Dataset entries:
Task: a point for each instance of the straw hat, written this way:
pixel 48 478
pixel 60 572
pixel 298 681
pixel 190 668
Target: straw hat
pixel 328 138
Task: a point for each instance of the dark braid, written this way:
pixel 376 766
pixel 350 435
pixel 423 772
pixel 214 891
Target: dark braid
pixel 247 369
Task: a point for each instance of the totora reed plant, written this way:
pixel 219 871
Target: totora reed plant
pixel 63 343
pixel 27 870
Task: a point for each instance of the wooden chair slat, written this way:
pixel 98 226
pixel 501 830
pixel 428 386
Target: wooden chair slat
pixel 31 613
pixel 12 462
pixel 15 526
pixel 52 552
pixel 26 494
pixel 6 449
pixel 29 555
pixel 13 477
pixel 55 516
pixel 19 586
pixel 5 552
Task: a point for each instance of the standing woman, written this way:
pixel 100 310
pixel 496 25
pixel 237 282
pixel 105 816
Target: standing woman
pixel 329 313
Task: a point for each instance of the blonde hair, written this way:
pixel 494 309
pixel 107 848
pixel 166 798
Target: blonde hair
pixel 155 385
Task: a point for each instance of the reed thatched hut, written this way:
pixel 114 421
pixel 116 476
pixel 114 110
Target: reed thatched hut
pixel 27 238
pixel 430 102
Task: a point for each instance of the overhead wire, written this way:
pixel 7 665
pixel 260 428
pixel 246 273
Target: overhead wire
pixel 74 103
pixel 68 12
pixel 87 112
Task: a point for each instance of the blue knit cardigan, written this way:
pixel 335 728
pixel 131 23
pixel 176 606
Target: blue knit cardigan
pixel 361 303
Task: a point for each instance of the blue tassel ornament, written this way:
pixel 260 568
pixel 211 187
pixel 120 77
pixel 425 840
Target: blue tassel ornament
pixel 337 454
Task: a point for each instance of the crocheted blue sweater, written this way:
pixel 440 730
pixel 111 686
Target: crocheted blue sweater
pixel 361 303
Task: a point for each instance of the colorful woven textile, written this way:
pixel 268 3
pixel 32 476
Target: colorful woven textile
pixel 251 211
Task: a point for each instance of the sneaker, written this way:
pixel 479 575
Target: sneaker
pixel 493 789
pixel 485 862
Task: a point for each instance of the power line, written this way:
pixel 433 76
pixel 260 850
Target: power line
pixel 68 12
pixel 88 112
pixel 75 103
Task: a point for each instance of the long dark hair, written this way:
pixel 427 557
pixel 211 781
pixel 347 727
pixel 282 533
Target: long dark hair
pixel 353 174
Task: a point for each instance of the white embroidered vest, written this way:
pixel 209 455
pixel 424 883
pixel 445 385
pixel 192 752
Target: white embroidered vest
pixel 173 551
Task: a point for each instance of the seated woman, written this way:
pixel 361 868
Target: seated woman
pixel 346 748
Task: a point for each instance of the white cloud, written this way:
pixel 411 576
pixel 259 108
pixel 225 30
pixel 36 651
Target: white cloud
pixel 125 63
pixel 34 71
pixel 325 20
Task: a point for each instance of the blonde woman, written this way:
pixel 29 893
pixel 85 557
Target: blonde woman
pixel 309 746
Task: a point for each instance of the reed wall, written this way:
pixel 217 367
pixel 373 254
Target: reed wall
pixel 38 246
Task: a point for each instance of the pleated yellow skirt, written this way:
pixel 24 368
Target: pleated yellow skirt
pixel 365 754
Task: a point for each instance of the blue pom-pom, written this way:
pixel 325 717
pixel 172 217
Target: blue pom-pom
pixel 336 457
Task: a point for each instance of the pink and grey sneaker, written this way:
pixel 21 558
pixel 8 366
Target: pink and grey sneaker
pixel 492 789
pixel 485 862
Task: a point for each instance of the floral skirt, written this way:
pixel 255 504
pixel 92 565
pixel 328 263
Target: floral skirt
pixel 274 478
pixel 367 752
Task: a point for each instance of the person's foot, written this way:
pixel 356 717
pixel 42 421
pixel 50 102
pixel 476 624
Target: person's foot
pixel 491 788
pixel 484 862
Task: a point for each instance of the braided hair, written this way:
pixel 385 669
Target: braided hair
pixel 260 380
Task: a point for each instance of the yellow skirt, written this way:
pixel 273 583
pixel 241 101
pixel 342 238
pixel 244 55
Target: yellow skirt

GIVEN TASK: Give the lines of the rows above, from the line containing "Task: a point for each instance of the crocheted" through the line containing "pixel 75 103", inclusive, as a JSON list of strings with one string per line and blank lines omitted.

SOLUTION TO THIS EXERCISE:
[
  "Task: a point for each instance of the crocheted blue sweater, written this way:",
  "pixel 440 730",
  "pixel 111 686",
  "Target: crocheted blue sweater",
  "pixel 361 303",
  "Task: a point for each instance of the colorful woven textile, written this way:",
  "pixel 268 3",
  "pixel 32 476",
  "Target: colorful woven textile",
  "pixel 251 211",
  "Task: a point for each instance of the sneaker, written this way:",
  "pixel 479 575",
  "Target: sneaker",
  "pixel 493 789",
  "pixel 485 862",
  "Task: a point for each instance of the power line, written this way:",
  "pixel 433 76",
  "pixel 260 850",
  "Target: power line",
  "pixel 68 12",
  "pixel 88 112",
  "pixel 75 103"
]